● **EXERCISE PROMPT**
Write down every entry below once more, exactly.

● **MATERIALS PROVIDED**

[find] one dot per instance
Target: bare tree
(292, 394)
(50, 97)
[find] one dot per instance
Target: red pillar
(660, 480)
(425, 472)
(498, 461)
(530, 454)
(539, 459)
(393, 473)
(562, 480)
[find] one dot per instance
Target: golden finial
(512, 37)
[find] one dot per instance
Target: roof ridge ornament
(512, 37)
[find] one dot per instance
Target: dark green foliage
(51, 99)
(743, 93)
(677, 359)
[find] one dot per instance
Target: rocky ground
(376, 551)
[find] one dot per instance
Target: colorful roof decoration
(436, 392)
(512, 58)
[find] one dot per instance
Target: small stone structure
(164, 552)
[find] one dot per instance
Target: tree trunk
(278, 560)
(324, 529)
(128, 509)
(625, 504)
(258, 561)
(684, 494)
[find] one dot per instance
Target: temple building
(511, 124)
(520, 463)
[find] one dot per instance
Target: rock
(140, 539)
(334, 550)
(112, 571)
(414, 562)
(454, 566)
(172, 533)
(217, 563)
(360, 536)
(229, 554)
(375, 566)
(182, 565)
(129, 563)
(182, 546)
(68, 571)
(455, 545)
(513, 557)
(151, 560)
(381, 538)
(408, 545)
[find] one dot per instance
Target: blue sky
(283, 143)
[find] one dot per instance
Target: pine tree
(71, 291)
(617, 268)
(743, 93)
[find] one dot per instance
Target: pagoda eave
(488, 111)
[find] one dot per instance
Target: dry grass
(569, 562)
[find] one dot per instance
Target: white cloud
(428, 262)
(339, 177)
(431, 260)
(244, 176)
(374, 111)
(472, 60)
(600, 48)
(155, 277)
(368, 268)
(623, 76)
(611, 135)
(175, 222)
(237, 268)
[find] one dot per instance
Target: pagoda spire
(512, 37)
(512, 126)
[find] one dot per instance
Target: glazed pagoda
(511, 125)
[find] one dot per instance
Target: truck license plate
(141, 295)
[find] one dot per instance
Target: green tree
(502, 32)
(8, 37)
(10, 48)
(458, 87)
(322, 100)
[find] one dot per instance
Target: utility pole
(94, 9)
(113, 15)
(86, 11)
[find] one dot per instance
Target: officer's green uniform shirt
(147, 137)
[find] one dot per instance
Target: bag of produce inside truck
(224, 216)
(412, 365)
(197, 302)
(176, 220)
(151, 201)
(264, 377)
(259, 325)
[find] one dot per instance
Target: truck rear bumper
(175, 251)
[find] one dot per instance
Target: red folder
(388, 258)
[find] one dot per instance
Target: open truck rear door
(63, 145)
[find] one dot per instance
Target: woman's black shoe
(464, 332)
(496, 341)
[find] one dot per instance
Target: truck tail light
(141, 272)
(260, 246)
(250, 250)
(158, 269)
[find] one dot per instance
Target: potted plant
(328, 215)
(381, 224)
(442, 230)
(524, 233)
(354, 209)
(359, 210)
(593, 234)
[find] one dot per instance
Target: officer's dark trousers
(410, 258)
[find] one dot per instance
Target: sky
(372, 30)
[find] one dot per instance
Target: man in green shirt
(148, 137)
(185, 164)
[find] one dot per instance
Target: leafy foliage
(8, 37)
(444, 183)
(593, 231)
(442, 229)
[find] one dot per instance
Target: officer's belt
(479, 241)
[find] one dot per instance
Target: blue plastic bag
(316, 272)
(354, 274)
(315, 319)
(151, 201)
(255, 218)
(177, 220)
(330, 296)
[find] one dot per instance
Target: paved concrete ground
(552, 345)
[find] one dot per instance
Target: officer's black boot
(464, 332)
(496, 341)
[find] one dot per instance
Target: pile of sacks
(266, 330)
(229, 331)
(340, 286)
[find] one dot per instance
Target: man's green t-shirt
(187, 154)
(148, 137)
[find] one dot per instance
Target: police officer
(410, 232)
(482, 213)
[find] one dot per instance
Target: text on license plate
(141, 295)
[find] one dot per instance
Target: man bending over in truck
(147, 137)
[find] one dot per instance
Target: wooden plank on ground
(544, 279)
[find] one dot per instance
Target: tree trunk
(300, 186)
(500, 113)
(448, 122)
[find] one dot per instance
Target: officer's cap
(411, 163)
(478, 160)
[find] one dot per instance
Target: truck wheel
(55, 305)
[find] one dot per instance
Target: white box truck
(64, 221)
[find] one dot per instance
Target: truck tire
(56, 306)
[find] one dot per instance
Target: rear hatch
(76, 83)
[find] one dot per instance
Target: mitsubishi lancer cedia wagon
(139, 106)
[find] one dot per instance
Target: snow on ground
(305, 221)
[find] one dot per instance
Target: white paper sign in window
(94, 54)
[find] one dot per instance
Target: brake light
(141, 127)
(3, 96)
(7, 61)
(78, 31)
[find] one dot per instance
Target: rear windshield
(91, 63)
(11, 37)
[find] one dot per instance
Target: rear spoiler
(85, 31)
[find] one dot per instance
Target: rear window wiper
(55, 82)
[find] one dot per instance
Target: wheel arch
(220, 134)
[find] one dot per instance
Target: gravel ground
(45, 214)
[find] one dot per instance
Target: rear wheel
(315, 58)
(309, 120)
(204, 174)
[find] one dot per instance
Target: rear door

● **RESULT**
[find] one dot per instance
Target: bare tree
(292, 394)
(50, 97)
[find] one dot per instance
Target: red pillar
(660, 480)
(425, 472)
(498, 461)
(530, 454)
(539, 459)
(393, 473)
(562, 480)
[find] one dot per instance
Target: golden finial
(512, 37)
[find] one dot per instance
Target: roof ridge ornament
(512, 37)
[find] one dot per instance
Target: dark green foliage
(51, 99)
(743, 93)
(677, 359)
[find] one dot per instance
Target: rocky ground
(376, 551)
[find] one dot per instance
Target: colorful roof decoration
(436, 392)
(512, 58)
[find] one dot per instance
Target: small stone structure
(164, 552)
[find] one dot per instance
Target: tree trunk
(278, 560)
(324, 529)
(128, 509)
(625, 504)
(258, 561)
(684, 494)
[find] one dot per instance
Target: temple building
(511, 124)
(520, 463)
[find] one dot per instance
Target: rock
(140, 539)
(334, 550)
(112, 571)
(414, 562)
(454, 566)
(172, 533)
(217, 563)
(360, 536)
(229, 554)
(375, 566)
(182, 565)
(129, 563)
(182, 546)
(68, 571)
(455, 545)
(513, 557)
(151, 560)
(381, 538)
(408, 545)
[find] one dot per instance
Target: blue sky
(283, 143)
[find] one dot per instance
Target: pine tree
(71, 291)
(617, 268)
(743, 93)
[find] one dot per instance
Target: pagoda eave
(488, 111)
[find] one dot per instance
Target: dry grass
(569, 562)
[find] one dot per instance
Target: white cloud
(428, 262)
(339, 177)
(431, 260)
(244, 176)
(374, 111)
(472, 60)
(600, 48)
(155, 277)
(368, 268)
(623, 76)
(611, 135)
(175, 222)
(237, 268)
[find] one dot per instance
Target: pagoda spire
(512, 37)
(512, 126)
[find] one dot per instance
Target: glazed pagoda
(511, 125)
[find] one dot per instance
Target: truck license plate
(141, 295)
[find] one dot per instance
Target: green tree
(502, 32)
(8, 37)
(10, 48)
(458, 87)
(322, 100)
[find] one dot per instance
Target: utility pole
(94, 9)
(113, 15)
(86, 11)
[find] one dot per instance
Target: officer's green uniform shirt
(147, 137)
[find] one dot per instance
Target: bag of produce inside truck
(224, 216)
(412, 365)
(197, 302)
(176, 220)
(151, 201)
(264, 377)
(259, 325)
[find] one dot per instance
Target: truck rear bumper
(175, 251)
[find] one dot per instance
Target: red folder
(388, 258)
[find] one dot per instance
Target: open truck rear door
(63, 145)
[find] one dot per instance
Target: woman's black shoe
(464, 332)
(496, 341)
[find] one dot per instance
Target: truck tail light
(141, 272)
(260, 246)
(250, 250)
(158, 269)
[find] one dot per instance
Target: potted plant
(328, 215)
(381, 224)
(442, 230)
(524, 233)
(354, 209)
(359, 210)
(593, 234)
[find] one dot per instance
Target: officer's dark trousers
(410, 258)
[find] one dot per instance
Target: sky
(372, 30)
[find] one dot per instance
Target: man in green shirt
(148, 137)
(185, 164)
[find] one dot per instance
Target: leafy foliage
(8, 37)
(444, 183)
(593, 231)
(442, 229)
[find] one dot per instance
Target: officer's belt
(479, 241)
[find] one dot per instance
Target: blue plastic bag
(316, 272)
(354, 274)
(315, 319)
(151, 201)
(255, 218)
(177, 220)
(330, 296)
[find] one dot per instance
Target: paved concrete ground
(552, 345)
[find] one dot per instance
Target: officer's black boot
(464, 332)
(496, 341)
[find] one dot per instance
Target: pile of sacks
(266, 330)
(229, 331)
(340, 286)
[find] one dot per instance
Target: man's green t-shirt
(187, 154)
(148, 137)
[find] one dot per instance
Target: police officer
(410, 232)
(482, 213)
[find] one dot per instance
Target: text on license plate
(141, 295)
[find] one dot per instance
Target: man bending over in truck
(147, 137)
[find] one dot per instance
Target: wooden plank on ground
(544, 279)
[find] one dot per instance
Target: tree trunk
(300, 186)
(500, 113)
(448, 122)
[find] one dot per instance
Target: officer's cap
(411, 163)
(478, 160)
[find] one dot per instance
Target: truck wheel
(55, 305)
[find] one dot per instance
Target: white box truck
(64, 221)
[find] one dot per instance
Target: truck tire
(56, 306)
[find] one dot per instance
Target: rear hatch
(76, 83)
[find] one dot per instance
Target: mitsubishi lancer cedia wagon
(139, 106)
[find] one dot per instance
Target: snow on ground
(305, 221)
[find] one dot per instance
Target: white paper sign in window
(94, 54)
[find] one dot per instance
Target: brake light
(141, 127)
(3, 96)
(7, 61)
(78, 31)
[find] one dot per instance
Target: rear windshield
(91, 63)
(11, 37)
[find] one dot per instance
Target: rear spoiler
(85, 31)
[find] one dot per instance
Target: rear window wiper
(55, 82)
[find] one dot per instance
Target: wheel arch
(220, 134)
[find] one dot per instance
Target: gravel ground
(45, 214)
[find] one dot per instance
Target: rear wheel
(315, 58)
(309, 120)
(204, 174)
[find] one dot per instance
Target: rear door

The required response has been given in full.